─── Entries ───
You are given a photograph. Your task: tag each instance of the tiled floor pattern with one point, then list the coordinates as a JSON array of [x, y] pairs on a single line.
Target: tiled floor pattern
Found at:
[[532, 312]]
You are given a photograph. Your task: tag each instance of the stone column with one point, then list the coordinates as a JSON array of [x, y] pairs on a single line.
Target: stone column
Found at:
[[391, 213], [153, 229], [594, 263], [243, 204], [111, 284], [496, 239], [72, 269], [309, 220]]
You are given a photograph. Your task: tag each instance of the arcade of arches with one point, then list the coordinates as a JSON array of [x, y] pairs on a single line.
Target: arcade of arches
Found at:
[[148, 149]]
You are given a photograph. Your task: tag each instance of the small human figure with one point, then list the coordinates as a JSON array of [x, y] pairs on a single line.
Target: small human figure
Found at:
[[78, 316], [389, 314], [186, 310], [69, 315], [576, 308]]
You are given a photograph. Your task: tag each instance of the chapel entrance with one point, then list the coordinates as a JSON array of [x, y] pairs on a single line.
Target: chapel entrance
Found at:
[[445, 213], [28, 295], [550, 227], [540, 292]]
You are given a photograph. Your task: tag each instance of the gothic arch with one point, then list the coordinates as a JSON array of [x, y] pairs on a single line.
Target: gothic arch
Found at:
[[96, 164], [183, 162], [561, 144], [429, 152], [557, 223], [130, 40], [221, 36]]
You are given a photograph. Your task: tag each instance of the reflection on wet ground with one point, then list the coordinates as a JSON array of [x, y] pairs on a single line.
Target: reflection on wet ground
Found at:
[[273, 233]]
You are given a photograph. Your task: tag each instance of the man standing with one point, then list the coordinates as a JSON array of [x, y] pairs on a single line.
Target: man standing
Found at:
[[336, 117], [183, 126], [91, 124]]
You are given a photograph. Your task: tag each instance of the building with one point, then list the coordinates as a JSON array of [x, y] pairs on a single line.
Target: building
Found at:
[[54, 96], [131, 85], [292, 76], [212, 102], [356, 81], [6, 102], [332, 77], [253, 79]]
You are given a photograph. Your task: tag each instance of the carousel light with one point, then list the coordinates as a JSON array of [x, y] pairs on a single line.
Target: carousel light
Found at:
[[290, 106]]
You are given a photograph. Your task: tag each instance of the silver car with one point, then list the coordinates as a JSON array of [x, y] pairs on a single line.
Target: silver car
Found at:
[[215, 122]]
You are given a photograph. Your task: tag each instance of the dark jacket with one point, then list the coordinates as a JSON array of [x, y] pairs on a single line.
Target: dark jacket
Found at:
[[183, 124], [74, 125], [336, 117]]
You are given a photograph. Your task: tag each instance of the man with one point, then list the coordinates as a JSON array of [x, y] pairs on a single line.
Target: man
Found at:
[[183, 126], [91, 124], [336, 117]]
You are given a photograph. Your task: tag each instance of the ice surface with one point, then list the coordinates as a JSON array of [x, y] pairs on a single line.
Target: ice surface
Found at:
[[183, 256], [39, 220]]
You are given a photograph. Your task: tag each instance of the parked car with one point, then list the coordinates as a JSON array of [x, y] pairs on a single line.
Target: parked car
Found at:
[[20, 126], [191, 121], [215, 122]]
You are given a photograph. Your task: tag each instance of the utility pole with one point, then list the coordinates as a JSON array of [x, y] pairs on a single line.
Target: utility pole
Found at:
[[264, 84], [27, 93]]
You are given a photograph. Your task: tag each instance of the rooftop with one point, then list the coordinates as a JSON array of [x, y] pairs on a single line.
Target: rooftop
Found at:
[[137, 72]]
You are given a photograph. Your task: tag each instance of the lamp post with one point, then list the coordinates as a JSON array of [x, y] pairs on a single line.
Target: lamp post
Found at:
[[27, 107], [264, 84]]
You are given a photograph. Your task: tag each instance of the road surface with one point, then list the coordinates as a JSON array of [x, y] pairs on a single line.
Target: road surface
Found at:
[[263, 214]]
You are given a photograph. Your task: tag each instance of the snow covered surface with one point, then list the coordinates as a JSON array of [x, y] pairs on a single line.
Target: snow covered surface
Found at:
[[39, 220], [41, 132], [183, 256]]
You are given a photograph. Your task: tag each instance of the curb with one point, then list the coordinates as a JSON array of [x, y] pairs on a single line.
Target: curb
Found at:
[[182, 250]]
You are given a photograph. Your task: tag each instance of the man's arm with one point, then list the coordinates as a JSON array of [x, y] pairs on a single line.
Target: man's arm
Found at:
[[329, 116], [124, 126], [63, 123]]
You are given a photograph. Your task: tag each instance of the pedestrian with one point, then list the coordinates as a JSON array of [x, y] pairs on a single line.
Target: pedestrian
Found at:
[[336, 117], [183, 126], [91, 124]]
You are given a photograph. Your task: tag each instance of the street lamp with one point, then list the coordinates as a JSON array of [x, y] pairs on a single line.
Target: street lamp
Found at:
───
▶ **Your goal**: Express all the records above as a Markdown table with two columns, Row and Line: number each non-blank line in order, and leave blank lines out.

▶ **Problem solution**:
| Row | Line |
|---|---|
| 1 | You are given a photograph. Your task: tag each instance of the tiled floor pattern with one point, then list the coordinates as a JSON array of [x, y] pairs on a single line. |
| 2 | Target: tiled floor pattern |
| 3 | Found at: |
| 4 | [[532, 312]] |
| 5 | You are given a photograph. Your task: tag each instance of the stone column with one point, then list the coordinates as a JSON array of [x, y] pairs on a single line. |
| 6 | Target: stone column |
| 7 | Found at: |
| 8 | [[391, 213], [153, 229], [594, 263], [243, 204], [111, 284], [496, 239], [72, 269], [309, 220]] |
| 9 | You are given a photograph. Your task: tag each instance of the arcade of arches with one point, then list the coordinates as a JSON array of [x, y] pairs on a single line. |
| 10 | Target: arcade of arches |
| 11 | Found at: |
| 12 | [[148, 149]] |
| 13 | You are given a photograph. Your task: tag each instance of the small human figure with one point, then list the coordinates as a JSON array of [x, y] pairs on a single line. |
| 14 | Target: small human figure |
| 15 | Found at: |
| 16 | [[78, 316], [389, 314], [186, 310], [69, 315], [576, 308]] |
| 17 | You are given a photograph. Your task: tag each instance of the chapel entrance with one point, then list the coordinates as a JSON array of [x, y] pairs on a single line. |
| 18 | Target: chapel entrance |
| 19 | Found at: |
| 20 | [[445, 213], [28, 295], [550, 227], [540, 292]] |
| 21 | You are given a photograph. Your task: tag each instance of the gothic arch with one point, then list the coordinates as a JSON array of [x, y] pairs on a single line. |
| 22 | Target: gothic arch |
| 23 | Found at: |
| 24 | [[96, 164], [183, 162], [561, 144], [429, 152], [557, 223], [130, 40], [221, 36]] |
| 25 | You are given a photograph. Your task: tag each instance of the reflection on wet ground with one point, then list the coordinates as a JSON array of [x, y] pairs on a single line. |
| 26 | Target: reflection on wet ground |
| 27 | Found at: |
| 28 | [[273, 233]] |
| 29 | You are given a photograph. Your task: tag each instance of the man standing with one point, then list the coordinates as a JSON array of [x, y] pairs on a single line. |
| 30 | Target: man standing |
| 31 | Found at: |
| 32 | [[336, 117], [183, 126], [91, 124]] |
| 33 | You are given a photograph. Your task: tag each instance of the building with one point, then list the coordinates as a JSON array of [x, y] pairs on a single line. |
| 34 | Target: building |
| 35 | Found at: |
| 36 | [[54, 96], [131, 85], [292, 76], [212, 102], [356, 81], [6, 102], [332, 77], [253, 79]] |
| 37 | You are given a photograph. Your task: tag each instance of the carousel light with one point, then list the coordinates as a JSON array of [x, y] pairs on a single line. |
| 38 | Target: carousel light |
| 39 | Found at: |
| 40 | [[290, 106]] |
| 41 | You are given a photograph. Your task: tag each instance of the silver car with one point, then list the coordinates as a JSON array of [x, y] pairs on a single line. |
| 42 | Target: silver car |
| 43 | Found at: |
| 44 | [[215, 122]] |
| 45 | You are given a photograph. Your task: tag each instance of the dark jacket with one point, then list the coordinates as a JSON array of [x, y] pairs on a single line. |
| 46 | Target: dark jacket |
| 47 | Found at: |
| 48 | [[183, 124], [74, 125], [336, 117]] |
| 49 | You are given a photograph. Your task: tag each instance of the man with one point, then list the coordinates as a JSON array of [x, y] pairs on a single line. |
| 50 | Target: man |
| 51 | Found at: |
| 52 | [[183, 126], [91, 124], [336, 117]] |
| 53 | You are given a photograph. Your task: tag each instance of the ice surface with one point, then list the coordinates as a JSON array of [x, y] pairs on a single line. |
| 54 | Target: ice surface |
| 55 | Found at: |
| 56 | [[183, 256], [39, 220]] |
| 57 | You are given a photograph. Your task: tag each instance of the parked car with one point, then list the coordinates as a JSON array of [x, y] pairs on a single line. |
| 58 | Target: parked car |
| 59 | Found at: |
| 60 | [[20, 126], [191, 121], [215, 122]] |
| 61 | You are given a photograph. Your task: tag each instance of the utility pole with one point, then list the coordinates as a JSON array of [x, y] pairs on a single line. |
| 62 | Target: utility pole |
| 63 | Found at: |
| 64 | [[264, 84], [27, 93]] |
| 65 | You are given a photograph. Your task: tag each instance of the rooftop with one point, then list the coordinates as a JSON array of [x, y] pairs on a single line. |
| 66 | Target: rooftop |
| 67 | Found at: |
| 68 | [[137, 72]] |
| 69 | You are given a photograph. Your task: tag each instance of the lamp post with one point, then list the coordinates as a JSON array of [x, y] pairs on a single line. |
| 70 | Target: lamp post |
| 71 | Found at: |
| 72 | [[27, 107], [264, 84]] |
| 73 | You are given a photograph. Your task: tag each instance of the road surface with one point, then list the coordinates as a JSON array of [x, y] pairs on a single line. |
| 74 | Target: road surface |
| 75 | Found at: |
| 76 | [[263, 214]] |
| 77 | You are given a photograph. Your task: tag each instance of the snow covered surface with one point, then list the coordinates as a JSON array of [x, y] pairs on a single line. |
| 78 | Target: snow covered surface |
| 79 | Found at: |
| 80 | [[39, 220], [41, 132], [183, 256]] |
| 81 | You are given a photograph. Your task: tag each instance of the curb with one point, then list the coordinates as a JSON array of [x, y] pairs on a single line. |
| 82 | Target: curb |
| 83 | Found at: |
| 84 | [[182, 250]] |
| 85 | You are given a photograph. Your task: tag each instance of the man's arm with one point, then list the coordinates as a JSON array of [x, y] pairs on a single line. |
| 86 | Target: man's arm |
| 87 | Found at: |
| 88 | [[329, 116], [124, 126], [63, 123]] |
| 89 | You are given a photograph. Your task: tag each instance of the pedestrian with one point, then list the coordinates as a JSON array of [x, y] pairs on a single line. |
| 90 | Target: pedestrian |
| 91 | Found at: |
| 92 | [[336, 117], [183, 126], [91, 124]] |
| 93 | You are given a photograph. Your task: tag each instance of the street lamp with one point, then list the coordinates as a JSON array of [x, y] pairs on a single line. |
| 94 | Target: street lamp |
| 95 | Found at: |